▶ **Extrait source**
=-=-=

Pas étonnant, donc, que Larry Rossy veuille continuer sur cette lancée, sans changer de stratégie et d'objectif. «C'est toujours la même histoire ennuyeuse. Je veux bâtir une entreprise qui va durer le plus longtemps possible», dit le président du conseil et chef de la direction. Pour y arriver, il mise notamment sur une forte croissance; entre 70 à 80 magasins seront inaugurés cette année.

L'après-Canada

Les dirigeants de Dollarama sont bien conscients qu'à ce rythme, le marché canadien sera saturé dans quatre ou cinq ans (1200 magasins). Ils savent aussi que les investisseurs continueront d'exiger de la croissance. Ils ont prévu le coup. Le 5 février 2013, ils ont annoncé la conclusion d'une entente avec Dollar City, petite chaîne de magasins d'articles au rabais du Salvador.

Depuis, Dollarama approvisionne ses 15 succursales à partir de ses entrepôts canadiens. «On teste notre concept là-bas. On n'a pas investi une cenne. Il n'y a aucun risque financier. On va les encadrer pendant cinq ans, leur dire comment un Dollarama doit être exploité. Ensuite, nous avons une option pour acheter l'entreprise (en 2019) si on juge que ce sont de bons opérateurs et qu'il y a du potentiel en Amérique centrale», résume Michael Ross.

L'entreprise montréalaise vend ses produits à Dollar City au coûtant et n'ajoute qu'une commission qui couvre ses frais de logistique. Le contrat n'engendre pas de profits, mais il ne réduit pas la marge bénéficiaire non plus, a tenu à préciser Larry Rossy.

Pour le moment, la croissance du détaillant salvadorien est modeste: depuis la signature de l'entente il y a 17 mois, seulement 2 magasins ont été inaugurés. Ça devrait changer si Dollarama met la main sur Dollar City. Les entreprises ont des visées en Colombie, au Pérou et en Équateur. Larry Rossy prédit toutefois que ces pays ne seront pas aussi faciles. Au Salvador, note-t-il, les ventes s'effectuent dans la devise américaine - la même qui est utilisée pour les approvisionnements -, ce qui n'est pas le cas dans les pays autour.

=-=-=

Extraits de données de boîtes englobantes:
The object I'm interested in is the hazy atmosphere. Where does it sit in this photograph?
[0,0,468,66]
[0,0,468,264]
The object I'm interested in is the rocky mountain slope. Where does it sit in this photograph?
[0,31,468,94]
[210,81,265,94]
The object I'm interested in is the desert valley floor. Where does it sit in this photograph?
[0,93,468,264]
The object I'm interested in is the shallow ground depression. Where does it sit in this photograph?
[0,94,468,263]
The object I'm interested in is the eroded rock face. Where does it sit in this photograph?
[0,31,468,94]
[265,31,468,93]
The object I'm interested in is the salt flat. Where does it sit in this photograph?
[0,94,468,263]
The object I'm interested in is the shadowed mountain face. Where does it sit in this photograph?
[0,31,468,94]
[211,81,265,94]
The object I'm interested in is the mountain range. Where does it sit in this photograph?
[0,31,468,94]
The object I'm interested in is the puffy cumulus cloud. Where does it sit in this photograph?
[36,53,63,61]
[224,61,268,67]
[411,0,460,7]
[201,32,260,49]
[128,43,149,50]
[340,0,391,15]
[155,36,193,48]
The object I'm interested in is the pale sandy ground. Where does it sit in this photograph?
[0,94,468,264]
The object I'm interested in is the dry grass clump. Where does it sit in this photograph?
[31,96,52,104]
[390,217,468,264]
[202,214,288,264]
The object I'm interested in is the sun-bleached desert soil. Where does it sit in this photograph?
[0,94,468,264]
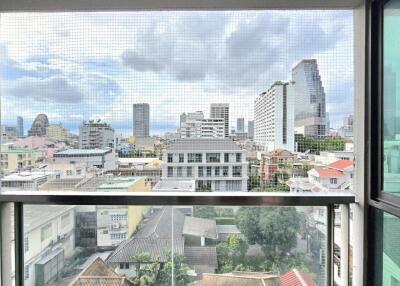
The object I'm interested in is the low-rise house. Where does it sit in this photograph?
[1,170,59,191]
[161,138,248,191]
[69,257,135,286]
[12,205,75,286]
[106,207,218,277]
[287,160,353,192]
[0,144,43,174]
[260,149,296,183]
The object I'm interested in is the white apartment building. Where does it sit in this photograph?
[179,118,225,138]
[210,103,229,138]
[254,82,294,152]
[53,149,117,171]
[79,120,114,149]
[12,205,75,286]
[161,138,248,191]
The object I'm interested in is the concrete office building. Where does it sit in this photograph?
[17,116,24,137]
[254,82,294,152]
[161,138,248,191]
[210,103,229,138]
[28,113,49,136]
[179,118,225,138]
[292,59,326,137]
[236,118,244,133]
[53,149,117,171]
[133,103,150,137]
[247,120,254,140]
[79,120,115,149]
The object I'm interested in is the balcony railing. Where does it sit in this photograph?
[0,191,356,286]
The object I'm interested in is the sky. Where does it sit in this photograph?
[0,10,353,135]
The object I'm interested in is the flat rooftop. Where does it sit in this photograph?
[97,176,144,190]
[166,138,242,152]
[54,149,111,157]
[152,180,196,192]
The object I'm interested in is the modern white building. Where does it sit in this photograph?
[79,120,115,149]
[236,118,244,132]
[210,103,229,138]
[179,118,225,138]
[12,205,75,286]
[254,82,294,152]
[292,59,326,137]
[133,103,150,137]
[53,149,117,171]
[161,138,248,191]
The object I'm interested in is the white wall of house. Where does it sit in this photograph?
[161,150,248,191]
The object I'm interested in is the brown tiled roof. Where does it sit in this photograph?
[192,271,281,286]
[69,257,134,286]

=-=-=

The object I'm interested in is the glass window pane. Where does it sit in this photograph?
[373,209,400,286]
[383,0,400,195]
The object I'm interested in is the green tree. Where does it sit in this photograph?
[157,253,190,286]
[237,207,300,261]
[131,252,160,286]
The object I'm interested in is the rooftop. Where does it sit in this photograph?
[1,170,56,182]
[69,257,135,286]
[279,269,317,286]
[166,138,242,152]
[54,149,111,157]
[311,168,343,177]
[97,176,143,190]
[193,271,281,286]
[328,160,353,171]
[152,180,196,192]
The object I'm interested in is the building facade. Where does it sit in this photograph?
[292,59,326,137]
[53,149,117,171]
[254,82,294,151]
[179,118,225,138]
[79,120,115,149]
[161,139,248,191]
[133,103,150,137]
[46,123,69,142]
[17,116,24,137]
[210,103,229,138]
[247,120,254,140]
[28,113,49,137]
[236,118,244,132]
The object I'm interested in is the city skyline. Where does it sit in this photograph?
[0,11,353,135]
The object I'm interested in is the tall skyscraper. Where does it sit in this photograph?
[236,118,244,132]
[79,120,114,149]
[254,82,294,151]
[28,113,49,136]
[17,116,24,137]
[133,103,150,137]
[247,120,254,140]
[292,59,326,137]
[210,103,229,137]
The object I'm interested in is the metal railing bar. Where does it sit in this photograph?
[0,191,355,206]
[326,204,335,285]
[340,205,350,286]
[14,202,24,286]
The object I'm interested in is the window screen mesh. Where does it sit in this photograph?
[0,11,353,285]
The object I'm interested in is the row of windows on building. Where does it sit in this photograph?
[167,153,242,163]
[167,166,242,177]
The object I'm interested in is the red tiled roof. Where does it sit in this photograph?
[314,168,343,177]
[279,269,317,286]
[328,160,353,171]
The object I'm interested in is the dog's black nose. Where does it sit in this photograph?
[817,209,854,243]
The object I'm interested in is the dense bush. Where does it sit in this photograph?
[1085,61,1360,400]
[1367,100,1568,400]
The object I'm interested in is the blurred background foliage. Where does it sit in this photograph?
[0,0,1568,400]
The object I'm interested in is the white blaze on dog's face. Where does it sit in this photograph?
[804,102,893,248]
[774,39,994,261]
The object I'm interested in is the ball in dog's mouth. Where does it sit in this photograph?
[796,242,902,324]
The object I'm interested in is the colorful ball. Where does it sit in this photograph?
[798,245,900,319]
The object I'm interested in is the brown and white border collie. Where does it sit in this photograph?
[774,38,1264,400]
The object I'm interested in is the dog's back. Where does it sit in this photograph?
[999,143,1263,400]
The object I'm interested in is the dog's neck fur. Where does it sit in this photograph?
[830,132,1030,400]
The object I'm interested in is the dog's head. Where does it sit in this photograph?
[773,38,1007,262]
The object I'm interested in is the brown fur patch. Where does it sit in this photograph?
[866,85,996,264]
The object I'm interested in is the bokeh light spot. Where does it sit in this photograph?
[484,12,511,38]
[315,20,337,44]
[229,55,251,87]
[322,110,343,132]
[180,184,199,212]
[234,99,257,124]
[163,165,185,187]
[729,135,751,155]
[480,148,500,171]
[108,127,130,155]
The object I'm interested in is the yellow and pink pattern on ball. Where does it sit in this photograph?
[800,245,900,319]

=-=-=

▶ **Consignes**
A: Recopiez mot pour mot le passage de l'article sur Dollarama qui commence à "Pas étonnant, donc, que" et se termine à "inaugurés cette année.".
B: Reprenez l'article sur Dollarama là où il s'arrête et poursuivez-le.

▶ **Réponses par consigne**
A:
Pas étonnant, donc, que Larry Rossy veuille continuer sur cette lancée, sans changer de stratégie et d'objectif. «C'est toujours la même histoire ennuyeuse. Je veux bâtir une entreprise qui va durer le plus longtemps possible», dit le président du conseil et chef de la direction. Pour y arriver, il mise notamment sur une forte croissance; entre 70 à 80 magasins seront inaugurés cette année.

B:
L'impact Dollar Tree

D'ici là, Dollarama doit composer avec la multiplication des magasins Dollar Tree, arrivés au Canada en 2010. Les experts du secteur n'ont pas manqué d'observer que Dollarama avait accéléré sa croissance pour s'emparer du plus grand nombre de bons locaux possible et ainsi nuire à l'expansion de sa rivale. «Ils ouvrent deux fois moins de magasins par année que nous, souligne Larry Rossy. Ils se collent sur nous. On ne peut pas les éviter...»

En quatre ans, l'entreprise américaine est passée de 85 magasins en Colombie-Britannique à 176 magasins du Pacifique à l'Ontario. L'enseigne n'est pas encore présente au Québec, mais elle est visible à moins de 100 km de Montréal, à Hawkesbury.

Si Dollar Tree continue d'afficher un prix unique - 1,25$ -, Dollarama a plutôt fait le pari des prix multiples ces dernières années (jusqu'à 3$). Aujourd'hui, les consommateurs mettent 60% de produits à plus de 1$ dans leur chariot, ce qui a contribué à faire bondir les ventes. Le détaillant ne peut que s'en réjouir, d'autant plus que les produits à 1$ se font rares dans les usines.

«C'est de plus en plus difficile d'en trouver à cause de l'inflation, note Larry Rossy. Et puis la Chine est moins intéressée à fabriquer des choses à 1$. Son seul marché est celui des États-Unis [hormis le Canada, très petit]. En Europe, c'est des euros, donc, au minimum c'est 1,50$. Pour eux, un article à 1$, c'est seulement 20 ou 30 cents.»

Dollarama en bref

> Fondation en 1992, par Larry Rossy

> 899 magasins au Canada (5 fois plus que son plus proche concurrent au Canada)

> En moyenne, Dollarama a ouvert 58 magasins par année, depuis 2005

> Employés: 17 400 dans les magasins, 400 au siège social

> Ventes du dernier exercice: 2,1 milliards de dollars (+ 11,1%)

> Bénéfice net: 250,1 millions (+ 13%) ou 3,47$ par action après dilution

> Possède 55 marques de commerce (Duramax, Elegant Effects, Sparkle N' Shine, etc.)

> Vend 4000 produits (UGS ou SKU) courants et plus de 700 autres saisonniers

> Approvisionnements: 51%: Chine et 24 autres pays outre-mer 49%: Amérique du Nord

> Répartition des ventes selon la catégorie: 50%: marchandises générales (papeterie, articles de cuisine, jouets) 38%: produits non durables (papiers mouchoirs, produits nettoyants, friandises) 12%: produits saisonniers

> Proportion des biens vendus à plus de 1$ Exercice 2009: 0% Exercice 2010: 24% Exercice 2014: 62%

Forces

> Un grand nombre de magasins, d'un bout à l'autre du pays. Cela «augmente la reconnaissance de notre marque, génère du bouche-à-oreille et augmente l'achalandage», croit Dollarama.

> Le grand volume de ventes permet les importations directes et la création de marques privées qui génèrent de meilleures marges.

> Offre constante (plutôt qu'un magasinage de type course au trésor).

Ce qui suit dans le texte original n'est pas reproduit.